• TASK OBJECTIVE
Verbatim output of all the material below is required.
----
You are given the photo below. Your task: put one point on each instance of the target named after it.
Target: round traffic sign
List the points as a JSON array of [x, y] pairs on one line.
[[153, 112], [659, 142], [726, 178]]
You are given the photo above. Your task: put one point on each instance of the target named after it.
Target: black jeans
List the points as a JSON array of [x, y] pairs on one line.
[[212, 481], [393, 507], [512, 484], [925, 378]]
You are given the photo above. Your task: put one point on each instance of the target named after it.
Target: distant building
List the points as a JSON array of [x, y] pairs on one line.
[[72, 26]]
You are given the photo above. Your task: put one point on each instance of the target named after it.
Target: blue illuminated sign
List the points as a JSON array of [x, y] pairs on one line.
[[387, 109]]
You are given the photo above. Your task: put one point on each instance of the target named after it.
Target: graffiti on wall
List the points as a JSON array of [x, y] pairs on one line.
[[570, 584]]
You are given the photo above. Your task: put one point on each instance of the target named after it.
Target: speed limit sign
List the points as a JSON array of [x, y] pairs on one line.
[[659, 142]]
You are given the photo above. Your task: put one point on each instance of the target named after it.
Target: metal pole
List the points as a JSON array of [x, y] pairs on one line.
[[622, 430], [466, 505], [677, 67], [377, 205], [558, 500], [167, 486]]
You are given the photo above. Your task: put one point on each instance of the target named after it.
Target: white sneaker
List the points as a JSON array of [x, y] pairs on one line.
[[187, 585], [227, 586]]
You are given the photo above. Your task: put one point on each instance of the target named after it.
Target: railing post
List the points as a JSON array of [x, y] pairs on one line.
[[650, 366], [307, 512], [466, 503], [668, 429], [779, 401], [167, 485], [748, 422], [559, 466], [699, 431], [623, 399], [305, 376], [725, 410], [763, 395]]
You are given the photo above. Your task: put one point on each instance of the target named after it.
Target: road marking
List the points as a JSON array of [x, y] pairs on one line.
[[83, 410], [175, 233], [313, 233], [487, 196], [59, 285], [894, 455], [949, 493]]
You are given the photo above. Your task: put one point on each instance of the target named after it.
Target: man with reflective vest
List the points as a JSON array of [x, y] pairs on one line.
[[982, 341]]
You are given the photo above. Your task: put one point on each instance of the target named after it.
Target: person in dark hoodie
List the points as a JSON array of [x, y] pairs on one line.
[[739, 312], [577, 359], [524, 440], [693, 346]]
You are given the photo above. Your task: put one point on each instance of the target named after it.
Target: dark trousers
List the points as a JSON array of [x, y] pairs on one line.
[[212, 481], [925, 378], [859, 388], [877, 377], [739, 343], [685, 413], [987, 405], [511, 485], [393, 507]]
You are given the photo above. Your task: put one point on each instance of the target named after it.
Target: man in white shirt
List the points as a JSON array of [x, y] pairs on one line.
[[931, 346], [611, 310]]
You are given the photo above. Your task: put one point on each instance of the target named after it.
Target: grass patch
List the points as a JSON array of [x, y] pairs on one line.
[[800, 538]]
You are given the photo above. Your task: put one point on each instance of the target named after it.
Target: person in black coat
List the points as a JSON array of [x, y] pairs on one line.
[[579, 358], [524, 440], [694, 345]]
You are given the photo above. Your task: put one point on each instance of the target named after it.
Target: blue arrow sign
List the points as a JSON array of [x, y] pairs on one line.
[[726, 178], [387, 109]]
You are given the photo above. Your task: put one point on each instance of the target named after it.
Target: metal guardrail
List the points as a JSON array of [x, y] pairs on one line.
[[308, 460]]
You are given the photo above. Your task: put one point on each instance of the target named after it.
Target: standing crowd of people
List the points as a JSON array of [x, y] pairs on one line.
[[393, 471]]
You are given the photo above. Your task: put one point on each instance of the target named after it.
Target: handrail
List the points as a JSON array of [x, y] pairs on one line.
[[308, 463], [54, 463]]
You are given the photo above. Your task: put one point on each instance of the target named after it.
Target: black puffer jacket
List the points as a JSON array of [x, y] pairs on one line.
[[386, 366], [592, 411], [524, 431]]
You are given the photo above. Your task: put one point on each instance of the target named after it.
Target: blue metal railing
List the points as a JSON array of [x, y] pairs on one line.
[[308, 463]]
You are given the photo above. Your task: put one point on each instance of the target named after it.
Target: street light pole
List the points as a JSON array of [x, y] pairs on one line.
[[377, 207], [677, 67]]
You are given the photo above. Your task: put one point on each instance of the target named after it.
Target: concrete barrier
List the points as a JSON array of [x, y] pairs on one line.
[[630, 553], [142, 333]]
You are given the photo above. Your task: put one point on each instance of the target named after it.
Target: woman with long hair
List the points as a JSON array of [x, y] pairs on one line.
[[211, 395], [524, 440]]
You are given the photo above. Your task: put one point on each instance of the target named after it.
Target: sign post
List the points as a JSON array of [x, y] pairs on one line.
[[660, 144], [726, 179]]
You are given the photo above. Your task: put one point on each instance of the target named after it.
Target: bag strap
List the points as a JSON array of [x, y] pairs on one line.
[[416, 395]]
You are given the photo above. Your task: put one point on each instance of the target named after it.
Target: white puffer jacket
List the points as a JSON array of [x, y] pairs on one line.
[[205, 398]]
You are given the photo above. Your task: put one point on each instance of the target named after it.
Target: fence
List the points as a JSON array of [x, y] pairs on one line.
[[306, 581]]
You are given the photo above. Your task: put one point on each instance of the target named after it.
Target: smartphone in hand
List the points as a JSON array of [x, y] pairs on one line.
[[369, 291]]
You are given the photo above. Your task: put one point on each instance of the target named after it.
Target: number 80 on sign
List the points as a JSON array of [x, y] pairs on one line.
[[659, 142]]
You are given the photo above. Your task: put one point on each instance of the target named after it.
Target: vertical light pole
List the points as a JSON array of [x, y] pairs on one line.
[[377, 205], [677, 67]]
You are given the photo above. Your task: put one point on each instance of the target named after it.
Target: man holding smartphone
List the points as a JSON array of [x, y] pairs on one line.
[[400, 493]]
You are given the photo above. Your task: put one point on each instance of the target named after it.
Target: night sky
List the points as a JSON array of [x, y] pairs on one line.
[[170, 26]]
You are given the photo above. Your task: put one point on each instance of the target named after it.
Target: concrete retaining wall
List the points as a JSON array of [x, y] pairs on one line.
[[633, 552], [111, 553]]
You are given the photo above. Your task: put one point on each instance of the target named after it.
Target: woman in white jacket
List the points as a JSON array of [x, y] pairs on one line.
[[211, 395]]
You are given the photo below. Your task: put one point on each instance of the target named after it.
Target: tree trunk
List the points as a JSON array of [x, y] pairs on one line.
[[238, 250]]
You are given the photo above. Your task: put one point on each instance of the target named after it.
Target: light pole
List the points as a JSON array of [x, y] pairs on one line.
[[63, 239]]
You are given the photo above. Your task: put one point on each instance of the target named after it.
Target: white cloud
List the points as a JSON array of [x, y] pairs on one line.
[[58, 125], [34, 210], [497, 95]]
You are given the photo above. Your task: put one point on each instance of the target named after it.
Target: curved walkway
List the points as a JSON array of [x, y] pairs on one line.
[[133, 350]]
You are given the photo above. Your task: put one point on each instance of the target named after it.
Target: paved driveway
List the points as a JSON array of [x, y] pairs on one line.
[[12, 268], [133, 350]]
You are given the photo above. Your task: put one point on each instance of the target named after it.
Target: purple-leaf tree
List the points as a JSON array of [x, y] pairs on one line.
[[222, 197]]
----
• WRITTEN SOLUTION
You are given the photo below. Your task: put one point on each instance of the target named after it.
Target: round traffic sign
List the points as a JSON array of [x, y] pairs on one line.
[[153, 112], [659, 142], [726, 178]]
You are given the photo above. Your task: put one point on each instance of the target named after it.
Target: black jeans
List the points as a JSON array of [x, y] pairs on one line.
[[212, 481], [393, 507], [512, 484], [925, 378]]
You are given the photo above. Your task: put one point on each instance of the target named after it.
Target: distant building
List the points as a JSON array of [x, y] pairs on one line.
[[72, 26]]
You are given the photo above. Your task: put one point on each instance of the target named after it.
Target: blue illuminated sign
List the points as a JSON array of [x, y] pairs on one line.
[[387, 109]]
You are given the photo above. Your task: put one point on each instance of the target named after it.
Target: graffiti on wall
List the points as a JSON array of [x, y] pairs on one line.
[[570, 584]]
You are given the photo above. Your task: put one point on each instance of the target named after it.
Target: speed limit sign
List the points as a JSON array of [x, y] pairs on one line.
[[659, 142]]
You are given the photo above. Your task: put one point on each instance of the target named after it.
Target: metal pole
List the points as a JSON array of [x, y] pairs on one line.
[[622, 430], [466, 505], [677, 67], [377, 205], [558, 500], [167, 486]]
You are given the photo above. Your task: put one point on each instance of the target named after it.
Target: white sneaker
List the points as a JSON array of [x, y] pairs on one line.
[[187, 585], [227, 586]]
You are given the photo above. Your task: put one point on each instance of the target named after it.
Target: railing post
List the points as a JSON array of [x, y] pairs on one line.
[[650, 366], [307, 512], [466, 503], [668, 429], [779, 401], [167, 485], [748, 422], [559, 466], [699, 431], [623, 399], [305, 376], [725, 410], [763, 395]]
You are given the photo above. Your task: put one point on each instance of the target named after it.
Target: road marking
List the points as a JSON array of [x, y] pairs on one line.
[[83, 410], [175, 233], [313, 233], [487, 196], [59, 285], [894, 455], [949, 493]]
You are given the photo above. Your task: put one point on each instance of the target named after it.
Target: man with reflective vest
List the points as a JSON array of [x, y] pairs on one line.
[[982, 341]]
You are given the photo above. Your task: put one point on each instance of the target named after it.
Target: person in dark hoodie
List the points as a JSON array of [x, y] pairs on one line.
[[739, 312], [577, 359], [524, 440], [693, 346]]
You are given the photo above. Your task: put one point on each instance of the target named after it.
Target: dark trousers
List the points as a JSON array of [x, y] pairs on one line.
[[212, 481], [925, 378], [859, 388], [877, 377], [739, 343], [685, 413], [987, 405], [511, 485], [393, 507]]
You are given the photo above. Your task: put one point on each instance of the target named after it.
Target: man in white shirt
List the points as a JSON array of [x, y] pairs on one line.
[[931, 346], [611, 310]]
You are given the photo above. Your task: put one point on each instance of the target named after it.
Target: grass patch
List the points as a JSON array of [x, y] pairs on one line.
[[800, 538]]
You are given the photo above. Your task: put one point on each instance of the target named after it.
Target: person in black coat
List the points as a JSON array of [x, y] pairs on one line.
[[579, 358], [524, 440], [694, 345]]
You are given the photo above. Your task: put one point on each instance of the target named after it.
Target: blue arrow sign
List the points as a JSON array of [x, y] pairs on one line.
[[726, 178], [387, 109]]
You are given the photo above. Your task: put one point on each instance of the target named after it.
Target: metal guardrail
List the points as a JSON array of [x, y] pairs on one line.
[[308, 460]]
You are given the photo above. Your task: put one point on each instance of the target named after it.
Target: standing crowd of people
List the points as a JSON array of [x, y] pairs on one line.
[[393, 471]]
You are given the photo above. Your task: put one point on each instance of the target named after it.
Target: handrail
List the points as a JSON array of [x, y] pairs on one line.
[[308, 463], [54, 463]]
You are given the photo above. Your task: put one point on each instance of the target named after it.
Target: black puffer jacket
List the points as a JSON array of [x, y] pairs on one line.
[[386, 366], [592, 411], [524, 431]]
You are given the photo above. Your task: put one point on each instance of the target named after it.
Target: blue metal railing
List the points as a JSON array of [x, y] pairs on one line.
[[308, 463]]
You are given the photo above. Your task: put one point on each instance of the target named after it.
Target: street light pole
List the points as a JSON array of [x, y] pairs on one line.
[[377, 207], [677, 67]]
You are given the photo above. Your task: put one point on each instance of the target named after it.
Target: concrete barrier
List the points as a JSON array of [x, y] pairs on one line.
[[630, 553], [142, 333]]
You are given the photo above. Your task: put one point on each instance of the target named after it.
Target: woman with long hair
List the points as a JSON array of [x, y] pairs on one line.
[[211, 395], [524, 440]]
You are given the photo above. Your task: put one point on each instance of the target named after it.
Target: sign post
List the points as a JSON array of [x, y] pairs on one line.
[[660, 144], [726, 179]]
You are given the photo above. Your task: put one point on each instance of the target named after it.
Target: bag strap
List the points as a JSON array of [x, y] pairs on one line.
[[416, 395]]
You are given the photo above. Your task: put one point on each instance of the target named after it.
Target: white puffer jacket
List the points as a JSON array of [x, y] pairs on one line.
[[205, 398]]
You are given the photo above. Your task: put one point on each instance of the target named after it.
Target: fence
List the points as a JSON array of [x, y] pairs on one line.
[[306, 581]]
You are given the photo above. Your task: put one point on each instance of the target named after it.
Target: smartphone in hand
List the points as a JSON array of [x, y] pairs on one line.
[[369, 291]]
You are given the photo above. Your task: put one point on each instance of the target named after it.
Target: number 80 on sign
List the points as a JSON array of [x, y] pairs on one line.
[[659, 142]]
You are given the photo above. Your task: put one point on each instance of the target named after it.
Target: vertical light pole
List the points as a JSON array of [x, y] pairs on one line.
[[377, 205], [677, 67]]
You are given the photo above. Your task: put one point on each instance of the target named after it.
Target: man holding smartphone
List the points as a JSON array of [x, y] pairs on one line.
[[400, 493]]
You are given the photo above. Your task: put one point on each instance of the target named after it.
Target: night sky
List the points as a JSON array of [x, y] pairs on one line.
[[170, 26]]
You are given the photo above. Your task: put one point on each instance of the target named after it.
Target: concrete retaining wall
List the points as a JSON array of [x, y] pairs on one line.
[[633, 552], [111, 553]]
You are given the photo above. Your task: put one point on each instance of the target named after it.
Target: woman in white jacket
List the points as a JSON array of [x, y] pairs on one line.
[[211, 395]]
You are given the photo below. Your task: put one point on each instance of the target named after it.
Target: tree trunk
List the points as a JSON array of [x, y] pairs on one line.
[[238, 250]]
You are given the photo above. Your task: put one point on each instance of the target named after it.
Target: light pole
List the points as a JSON array of [x, y] pairs on one line.
[[63, 239]]
You are given the photo above. Your task: put one point on each instance of the target named after it.
Target: white cloud
List the points as a JSON array of [x, y] pairs on one line.
[[58, 125], [34, 210], [497, 95]]
You are given the photo above. Your task: put one point on each instance of the target named after it.
Target: curved walkway
List the points as a JSON array of [x, y] pairs on one line.
[[133, 350]]
You are given the photo above. Your task: put one point on each instance of the target named after it.
Target: paved driveway
List the points as a JSON array of [x, y] pairs on one line.
[[12, 268], [133, 350]]
You are given the photo above. Your task: put one point on each instance of the target named after it.
Target: purple-leaf tree
List the points as a JSON array of [x, y] pairs on one line.
[[222, 197]]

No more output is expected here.